EXCERPT TO READ:
[Start of section]
Students Continue to Find Ways to Serve
With COVID-19 having thrown a wrench in many of Jesuit’s traditional service projects, the school has forged new partnerships with several local organizations that offer outdoor, socially distant service opportunities focused on the environment.
This past Saturday, a group of 30 juniors and seniors planted trees across the Mid-City neighborhood with Sustaining Our Urban Landscape (SOUL), an organization devoted to increasing the tree cover in New Orleans. With 100 live oak, holly, and magnolia trees staged in the Banks Street parking lot, students split into teams and tackled plantings on streets well known to the Blue Jay community: Baudin, S. Solomon, S. Alexander, S. Hennessey, Cleveland, S. Lopez, S. Cortez, and S. Telemachus. This event followed a similar event with SOUL back in the fall, when students planted dozens of trees in Lake Oaks Park, near the University of New Orleans.
[End of section]
REQUIRED ACTION 1: Transcribe the article on student service between "This past Saturday, a" and "of New Orleans.", inclusive.
REQUIRED ACTION 2: Which streets did students plant trees on, according to the article on student service?
REQUIRED ACTION 3: In the article on student service, how many juniors and seniors planted trees this past Saturday?

GIVEN DATA:
[Start of section]
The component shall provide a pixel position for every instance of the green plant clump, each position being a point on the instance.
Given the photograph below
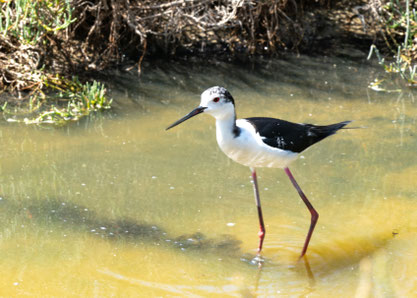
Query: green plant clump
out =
(28, 31)
(74, 101)
(400, 22)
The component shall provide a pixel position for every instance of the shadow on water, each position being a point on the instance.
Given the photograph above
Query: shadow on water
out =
(79, 218)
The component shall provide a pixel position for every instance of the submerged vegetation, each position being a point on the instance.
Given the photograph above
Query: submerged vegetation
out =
(44, 44)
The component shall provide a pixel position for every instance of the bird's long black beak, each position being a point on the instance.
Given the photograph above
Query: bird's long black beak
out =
(193, 113)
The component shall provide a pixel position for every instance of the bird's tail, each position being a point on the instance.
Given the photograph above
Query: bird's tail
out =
(327, 130)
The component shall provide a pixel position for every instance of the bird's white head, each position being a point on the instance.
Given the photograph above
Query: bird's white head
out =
(216, 101)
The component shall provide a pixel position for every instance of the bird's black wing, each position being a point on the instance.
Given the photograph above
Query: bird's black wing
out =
(291, 136)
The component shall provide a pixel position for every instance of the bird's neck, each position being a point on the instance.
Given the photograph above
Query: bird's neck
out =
(227, 125)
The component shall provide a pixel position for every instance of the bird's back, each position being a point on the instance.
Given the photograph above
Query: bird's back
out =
(291, 136)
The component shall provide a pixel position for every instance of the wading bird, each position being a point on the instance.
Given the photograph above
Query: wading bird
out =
(261, 142)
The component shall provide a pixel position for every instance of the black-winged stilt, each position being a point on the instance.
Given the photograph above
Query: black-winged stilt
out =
(261, 142)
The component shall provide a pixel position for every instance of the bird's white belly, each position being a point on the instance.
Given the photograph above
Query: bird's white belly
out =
(249, 150)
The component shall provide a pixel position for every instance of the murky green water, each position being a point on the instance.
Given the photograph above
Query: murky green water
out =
(117, 206)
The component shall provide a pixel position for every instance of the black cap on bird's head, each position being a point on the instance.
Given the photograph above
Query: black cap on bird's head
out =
(216, 101)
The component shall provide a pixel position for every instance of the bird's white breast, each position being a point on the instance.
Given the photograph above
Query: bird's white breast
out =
(248, 148)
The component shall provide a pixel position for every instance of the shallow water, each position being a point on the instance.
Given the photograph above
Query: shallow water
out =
(117, 206)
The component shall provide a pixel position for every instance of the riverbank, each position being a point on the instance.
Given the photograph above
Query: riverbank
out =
(47, 47)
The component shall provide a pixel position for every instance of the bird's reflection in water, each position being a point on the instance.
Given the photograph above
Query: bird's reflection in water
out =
(263, 265)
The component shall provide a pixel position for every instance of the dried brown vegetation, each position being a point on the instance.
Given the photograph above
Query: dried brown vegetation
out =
(70, 36)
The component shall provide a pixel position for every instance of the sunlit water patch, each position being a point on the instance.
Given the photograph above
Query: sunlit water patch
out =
(115, 205)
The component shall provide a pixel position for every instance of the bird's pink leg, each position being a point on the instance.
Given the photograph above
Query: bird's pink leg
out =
(314, 213)
(261, 233)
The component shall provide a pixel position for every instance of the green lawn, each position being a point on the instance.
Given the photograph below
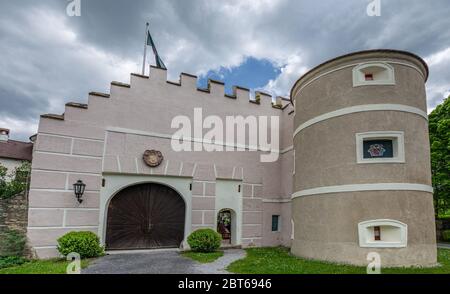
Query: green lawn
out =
(51, 266)
(279, 261)
(203, 257)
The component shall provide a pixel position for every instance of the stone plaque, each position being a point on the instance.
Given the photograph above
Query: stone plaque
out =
(153, 158)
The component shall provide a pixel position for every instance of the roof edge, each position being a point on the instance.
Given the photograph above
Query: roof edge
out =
(413, 55)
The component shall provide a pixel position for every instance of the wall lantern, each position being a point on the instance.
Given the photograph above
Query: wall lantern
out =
(79, 188)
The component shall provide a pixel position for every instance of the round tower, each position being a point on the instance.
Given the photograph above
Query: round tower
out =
(362, 179)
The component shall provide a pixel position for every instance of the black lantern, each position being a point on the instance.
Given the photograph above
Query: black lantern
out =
(78, 188)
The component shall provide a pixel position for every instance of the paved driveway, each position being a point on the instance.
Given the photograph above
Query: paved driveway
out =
(160, 262)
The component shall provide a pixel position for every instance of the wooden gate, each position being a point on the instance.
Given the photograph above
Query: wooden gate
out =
(145, 216)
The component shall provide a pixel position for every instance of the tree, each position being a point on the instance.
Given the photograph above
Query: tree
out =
(14, 183)
(439, 123)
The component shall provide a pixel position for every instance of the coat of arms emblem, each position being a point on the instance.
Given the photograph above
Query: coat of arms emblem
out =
(376, 150)
(153, 158)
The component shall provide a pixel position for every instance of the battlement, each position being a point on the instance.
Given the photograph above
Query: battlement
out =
(186, 81)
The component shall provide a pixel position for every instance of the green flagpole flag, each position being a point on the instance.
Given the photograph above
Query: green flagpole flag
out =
(159, 62)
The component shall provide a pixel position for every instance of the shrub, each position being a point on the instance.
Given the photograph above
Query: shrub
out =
(11, 261)
(446, 235)
(204, 240)
(12, 243)
(87, 244)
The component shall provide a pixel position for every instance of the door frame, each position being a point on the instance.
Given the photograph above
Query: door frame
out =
(115, 183)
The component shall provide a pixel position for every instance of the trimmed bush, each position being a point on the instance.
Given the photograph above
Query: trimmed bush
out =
(12, 243)
(204, 240)
(446, 235)
(87, 244)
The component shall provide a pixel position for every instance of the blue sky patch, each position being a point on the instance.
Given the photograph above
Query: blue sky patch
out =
(252, 73)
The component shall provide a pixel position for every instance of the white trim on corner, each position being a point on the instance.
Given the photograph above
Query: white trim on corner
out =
(361, 108)
(364, 187)
(398, 239)
(398, 139)
(68, 155)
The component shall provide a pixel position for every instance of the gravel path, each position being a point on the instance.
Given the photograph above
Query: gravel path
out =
(218, 266)
(444, 245)
(160, 262)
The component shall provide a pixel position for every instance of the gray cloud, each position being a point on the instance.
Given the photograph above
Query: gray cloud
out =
(48, 58)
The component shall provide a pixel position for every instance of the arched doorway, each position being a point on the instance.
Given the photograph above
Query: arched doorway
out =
(145, 216)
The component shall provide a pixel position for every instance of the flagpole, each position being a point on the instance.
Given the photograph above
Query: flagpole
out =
(145, 48)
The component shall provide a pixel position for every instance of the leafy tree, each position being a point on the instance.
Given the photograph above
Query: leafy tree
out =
(440, 156)
(15, 182)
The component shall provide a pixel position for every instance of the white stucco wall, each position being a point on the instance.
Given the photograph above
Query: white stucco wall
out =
(116, 183)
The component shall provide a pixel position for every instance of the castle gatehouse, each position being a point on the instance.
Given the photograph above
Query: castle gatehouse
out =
(338, 170)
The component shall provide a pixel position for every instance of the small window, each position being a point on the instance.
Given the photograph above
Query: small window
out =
(367, 74)
(368, 77)
(380, 147)
(383, 234)
(275, 223)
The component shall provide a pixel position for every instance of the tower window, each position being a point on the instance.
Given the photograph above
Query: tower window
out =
(275, 223)
(368, 74)
(368, 77)
(380, 147)
(377, 233)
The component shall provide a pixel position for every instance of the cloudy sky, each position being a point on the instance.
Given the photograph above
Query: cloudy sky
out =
(48, 58)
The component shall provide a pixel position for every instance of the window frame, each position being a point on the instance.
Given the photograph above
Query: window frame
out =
(278, 223)
(398, 145)
(366, 226)
(359, 74)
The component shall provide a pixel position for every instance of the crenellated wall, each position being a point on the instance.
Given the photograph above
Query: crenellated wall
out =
(107, 137)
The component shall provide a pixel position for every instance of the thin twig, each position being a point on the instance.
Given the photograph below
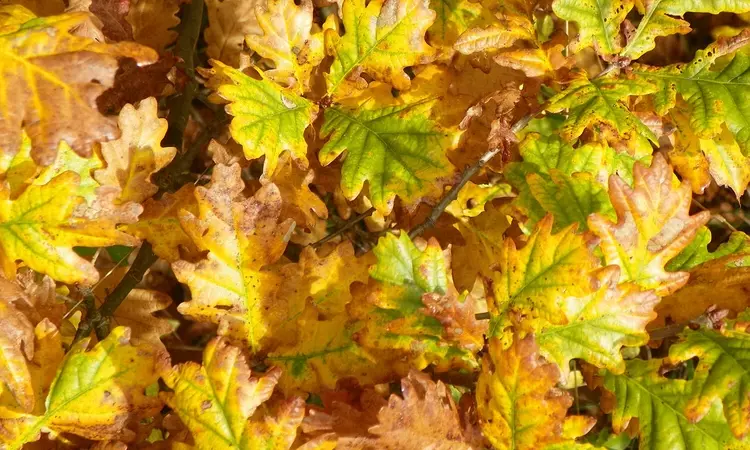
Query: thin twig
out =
(718, 217)
(143, 261)
(347, 225)
(470, 171)
(179, 111)
(667, 331)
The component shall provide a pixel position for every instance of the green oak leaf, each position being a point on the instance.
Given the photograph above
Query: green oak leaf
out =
(598, 22)
(662, 18)
(714, 97)
(723, 372)
(659, 403)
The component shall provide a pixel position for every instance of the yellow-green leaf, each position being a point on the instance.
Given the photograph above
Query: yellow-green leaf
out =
(218, 401)
(398, 150)
(40, 228)
(230, 287)
(95, 393)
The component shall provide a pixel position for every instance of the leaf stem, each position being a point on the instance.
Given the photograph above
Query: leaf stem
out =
(346, 226)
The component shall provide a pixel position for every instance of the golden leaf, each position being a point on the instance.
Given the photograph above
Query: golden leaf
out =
(152, 22)
(46, 65)
(653, 225)
(217, 402)
(242, 236)
(137, 154)
(519, 406)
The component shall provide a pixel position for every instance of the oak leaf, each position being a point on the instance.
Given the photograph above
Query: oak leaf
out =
(222, 405)
(483, 236)
(229, 21)
(713, 97)
(453, 18)
(397, 150)
(40, 228)
(659, 403)
(16, 346)
(598, 22)
(425, 417)
(382, 51)
(230, 287)
(134, 157)
(159, 224)
(286, 40)
(600, 323)
(94, 394)
(136, 310)
(653, 225)
(518, 404)
(721, 373)
(601, 102)
(43, 67)
(153, 22)
(298, 201)
(268, 119)
(721, 282)
(534, 281)
(664, 17)
(40, 370)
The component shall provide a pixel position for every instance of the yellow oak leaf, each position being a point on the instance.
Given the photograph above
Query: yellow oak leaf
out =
(534, 281)
(653, 225)
(16, 346)
(39, 370)
(40, 8)
(229, 21)
(722, 282)
(242, 236)
(501, 34)
(159, 224)
(482, 226)
(381, 39)
(43, 65)
(137, 154)
(412, 310)
(153, 22)
(268, 119)
(298, 201)
(136, 311)
(325, 352)
(95, 393)
(224, 408)
(36, 296)
(453, 18)
(518, 404)
(323, 280)
(686, 154)
(286, 40)
(726, 162)
(600, 323)
(40, 228)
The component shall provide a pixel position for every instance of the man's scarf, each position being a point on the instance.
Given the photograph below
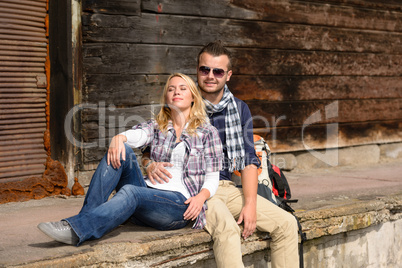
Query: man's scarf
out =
(233, 129)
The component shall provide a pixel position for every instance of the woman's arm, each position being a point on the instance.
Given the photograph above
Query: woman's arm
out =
(134, 138)
(196, 202)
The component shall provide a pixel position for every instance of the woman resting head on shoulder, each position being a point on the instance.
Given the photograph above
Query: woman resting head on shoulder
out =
(182, 140)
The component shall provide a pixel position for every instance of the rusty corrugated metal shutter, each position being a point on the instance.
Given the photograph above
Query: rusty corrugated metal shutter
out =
(23, 50)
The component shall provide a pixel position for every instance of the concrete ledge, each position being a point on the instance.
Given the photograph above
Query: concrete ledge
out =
(133, 246)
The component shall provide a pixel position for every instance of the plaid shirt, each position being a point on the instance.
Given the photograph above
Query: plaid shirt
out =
(203, 154)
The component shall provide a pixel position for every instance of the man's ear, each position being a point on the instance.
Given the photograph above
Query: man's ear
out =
(229, 75)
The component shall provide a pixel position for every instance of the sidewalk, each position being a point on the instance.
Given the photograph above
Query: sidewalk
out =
(22, 242)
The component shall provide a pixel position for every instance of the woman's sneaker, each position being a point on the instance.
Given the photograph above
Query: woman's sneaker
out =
(60, 231)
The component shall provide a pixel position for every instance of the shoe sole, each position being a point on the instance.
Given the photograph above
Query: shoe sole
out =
(48, 230)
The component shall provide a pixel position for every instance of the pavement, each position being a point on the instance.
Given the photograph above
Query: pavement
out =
(21, 241)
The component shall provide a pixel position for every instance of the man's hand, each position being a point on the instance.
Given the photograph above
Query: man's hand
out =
(116, 148)
(195, 204)
(248, 215)
(157, 172)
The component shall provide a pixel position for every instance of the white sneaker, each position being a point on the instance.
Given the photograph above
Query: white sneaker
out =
[End of section]
WRITTEN SOLUTION 1:
This past Saturday, a group of 30 juniors and seniors planted trees across the Mid-City neighborhood with Sustaining Our Urban Landscape (SOUL), an organization devoted to increasing the tree cover in New Orleans. With 100 live oak, holly, and magnolia trees staged in the Banks Street parking lot, students split into teams and tackled plantings on streets well known to the Blue Jay community: Baudin, S. Solomon, S. Alexander, S. Hennessey, Cleveland, S. Lopez, S. Cortez, and S. Telemachus. This event followed a similar event with SOUL back in the fall, when students planted dozens of trees in Lake Oaks Park, near the University of New Orleans.

WRITTEN SOLUTION 2: Baudin, S. Solomon, S. Alexander, S. Hennessey, Cleveland, S. Lopez, S. Cortez, and S. Telemachus

WRITTEN SOLUTION 3: 30